═══ Source document ═══

How BEANS Can Make or Mar Your Photography Career


I almost couldn’t believe it was already Thursday. I mean, what happened earlier in the week? it’s not like I was in a coma or anything, the week just flew by very fast. I do remember now.

My boss (SEUN AKISANMI, for those who don’t know by now) had hinted at the fact that I was forgetting important details easily, so was he. In fact, he had ordered a Memory Book, (no kidding, he really ordered a book that teaches how to improve one’s memory). The book had not been delivered yet so I did the next best thing; I went on a BEANS diet.

How would eating beans everyday improve my memory? I had no clue, but somewhere in my pretty little brain, I believed it would. ‘More protein, less starch’ kind of thing so the beans marathon started on Monday. I had beans for breakfast three days in a row. I also had half a portion of beans for dinner on two of those days.

The beans I had for breakfast was not any kind of beans. It is the type called Ewa Agoyin. For people who never eat outside or grew up in a palace, Ewa Agoyin means nothing but for those of us who grew up in a place like Agege, Lagos, you know exactly what I am talking about.

I had a few friends while growing up who I have lost contact with but Ewa Agoyin is one childhood friend that I still get together with. Whenever we hang out, it is as though time never passed. So, you can imagine why this beans diet wasn’t a huge challenge for me.

Whether my memory diet worked or not is debatable. I believe it did to an extent but I had to put a stop to it on Thursday. I was tired of what this childhood friend was doing to my marriage. It was making me speak to my husband in a language I normally don’t speak. By “speak”, I don’t mean talking with my mouth (let him that readeth understand). For the reader who is still having trouble understanding, the beans diet was making me make noises through the posterior of my anatomy.

As I thought about what beans had done to me that week, I was glad my embarrassing moments were in the privacy of my home and in the presence of my husband. What if those moments happened while I was out on a job?

═══

**Questions:**
• 1. In the piece about beans and photography, why did the writer start eating beans every day? Answer in one to three sentences.
• 2. Resume the piece on beans and photography right after its final sentence.

═══ Records provided ═══

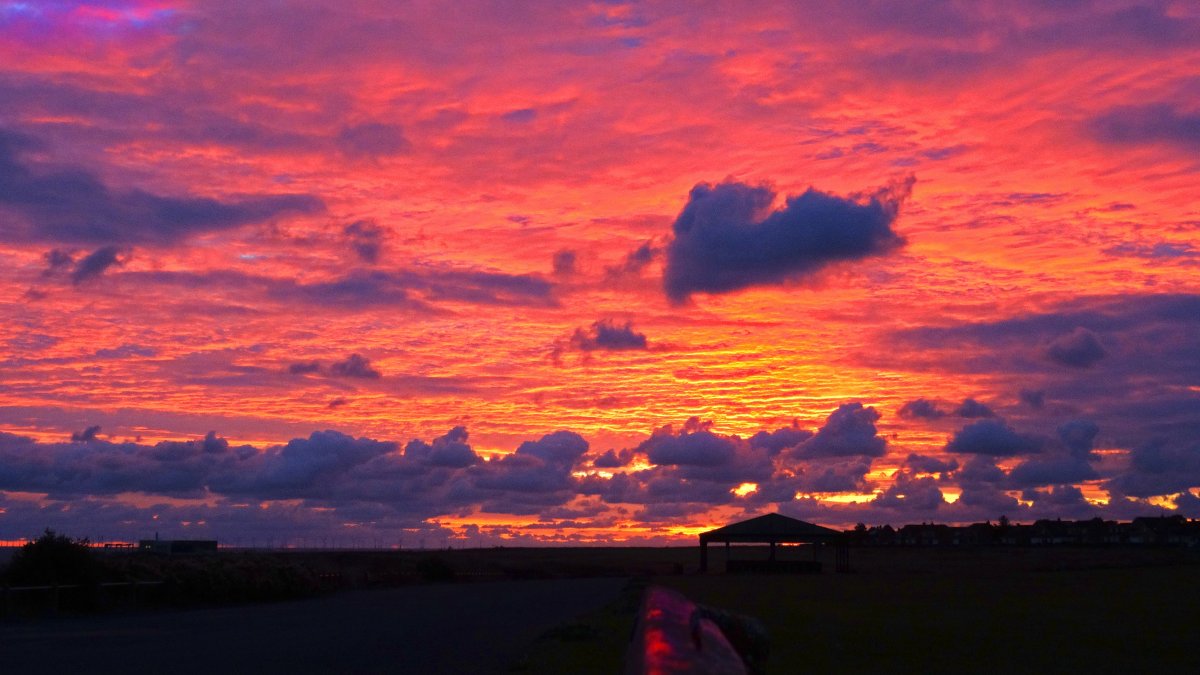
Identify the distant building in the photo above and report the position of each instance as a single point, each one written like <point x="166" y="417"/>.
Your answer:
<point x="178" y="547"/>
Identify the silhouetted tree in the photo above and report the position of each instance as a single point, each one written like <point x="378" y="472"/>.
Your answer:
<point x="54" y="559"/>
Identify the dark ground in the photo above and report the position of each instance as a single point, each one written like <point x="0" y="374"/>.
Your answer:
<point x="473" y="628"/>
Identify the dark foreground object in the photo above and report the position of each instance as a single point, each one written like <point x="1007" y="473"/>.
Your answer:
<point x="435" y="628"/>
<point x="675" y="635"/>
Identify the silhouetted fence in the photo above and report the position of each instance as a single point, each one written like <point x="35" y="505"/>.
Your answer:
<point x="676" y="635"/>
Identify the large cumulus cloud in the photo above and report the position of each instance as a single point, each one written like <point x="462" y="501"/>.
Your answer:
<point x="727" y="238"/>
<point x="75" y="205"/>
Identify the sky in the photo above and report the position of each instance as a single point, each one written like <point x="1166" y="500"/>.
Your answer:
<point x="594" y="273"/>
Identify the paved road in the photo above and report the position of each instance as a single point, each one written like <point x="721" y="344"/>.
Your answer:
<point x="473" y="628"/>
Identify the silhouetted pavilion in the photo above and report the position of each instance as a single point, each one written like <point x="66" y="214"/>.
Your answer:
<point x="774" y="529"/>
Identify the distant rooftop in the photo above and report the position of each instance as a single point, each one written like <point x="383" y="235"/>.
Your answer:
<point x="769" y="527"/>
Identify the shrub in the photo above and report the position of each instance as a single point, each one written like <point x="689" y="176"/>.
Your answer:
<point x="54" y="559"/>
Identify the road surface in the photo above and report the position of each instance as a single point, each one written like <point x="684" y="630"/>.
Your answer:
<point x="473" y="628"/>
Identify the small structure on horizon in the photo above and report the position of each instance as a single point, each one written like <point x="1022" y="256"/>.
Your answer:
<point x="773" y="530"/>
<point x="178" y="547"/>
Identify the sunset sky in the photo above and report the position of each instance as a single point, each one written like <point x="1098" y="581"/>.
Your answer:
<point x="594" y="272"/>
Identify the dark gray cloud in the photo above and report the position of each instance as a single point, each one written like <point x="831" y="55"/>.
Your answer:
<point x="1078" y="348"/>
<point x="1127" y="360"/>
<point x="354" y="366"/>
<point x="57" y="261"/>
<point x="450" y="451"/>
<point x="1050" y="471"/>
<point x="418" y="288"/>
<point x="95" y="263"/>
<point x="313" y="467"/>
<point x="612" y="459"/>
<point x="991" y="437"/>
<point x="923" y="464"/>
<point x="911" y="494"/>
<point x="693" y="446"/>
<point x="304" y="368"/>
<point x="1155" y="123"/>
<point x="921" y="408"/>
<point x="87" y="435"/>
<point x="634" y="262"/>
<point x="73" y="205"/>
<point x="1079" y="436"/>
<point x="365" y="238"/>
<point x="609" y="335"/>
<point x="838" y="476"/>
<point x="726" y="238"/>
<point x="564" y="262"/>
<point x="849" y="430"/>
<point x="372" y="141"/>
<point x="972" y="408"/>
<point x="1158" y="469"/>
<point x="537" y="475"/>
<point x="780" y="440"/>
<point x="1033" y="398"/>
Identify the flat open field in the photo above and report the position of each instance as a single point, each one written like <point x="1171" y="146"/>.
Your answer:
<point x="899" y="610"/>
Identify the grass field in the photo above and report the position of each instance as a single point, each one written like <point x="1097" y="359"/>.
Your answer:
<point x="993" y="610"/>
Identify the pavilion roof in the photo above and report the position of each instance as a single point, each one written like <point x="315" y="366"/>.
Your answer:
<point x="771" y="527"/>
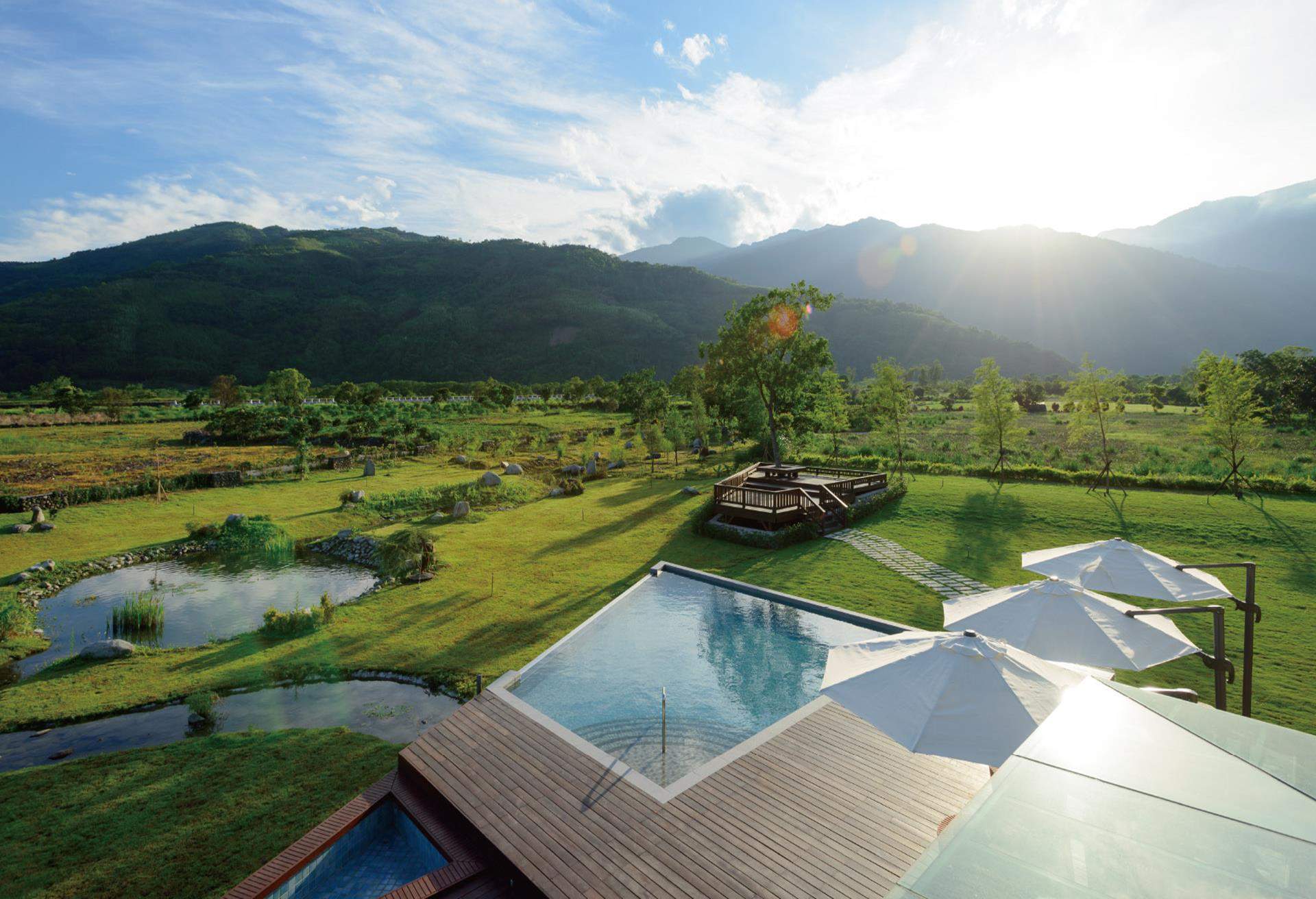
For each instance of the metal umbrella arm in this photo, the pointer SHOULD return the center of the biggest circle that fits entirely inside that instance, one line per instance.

═══

**Your responses:**
• 1. The writer's boss had hinted that the writer was forgetting important details easily, and had ordered a book on improving memory. The book had not been delivered yet, so the writer went on a beans diet as the next best thing, hoping that "more protein, less starch" would help memory.

• 2.
Imagine you are shooting a portrait session of a couple in a quiet location. You already have them in your award-winning pose and you know the angle from which you would be taking the shot. It would require you getting in the squatting position. Your clients are all smiles, they have their pose right and everything is playing out just the way you envisioned. You get in the squat position and just a fraction of a second before you press the shutter, you let out a batch of violent-sounding fart. One so loud it drowns whatever noise your shutter might have made.

It’s almost painful to imagine for me. I think that would be a perfect moment either for the ground to open up and swallow me or for the trumpet to sound and rapture takes place.

Perhaps you think my feelings are exaggerated. Only a man would feel it wasn’t such a big deal. I remember once having a teacher that habitually farted in class and would simply say,”Ha, I ate a lot of beans”, as if that was supposed to make it all better for his students.

Passing gas loudly in front of clients would be devastating for a female photographer, I think. No matter what my male colleagues say, I believe a man would experience some degree of embarrassment too; except the clients in question are childhood friends of yours and you all played the game, “loudest fart”, as kids.

What’s the whole point of me writing an elaborate post on how farting can erode your ego as a photographer? Well, you know it’s the little things we never think (or talk) about that affect our business and reputation as photographers. Clients won’t remember your brand of lens and could care less if you used a full-frame camera or not. What they would probably not forget is how loud your fart was. So before you go on a beans diet, think about how it might affect your client relations and your photography career as a whole.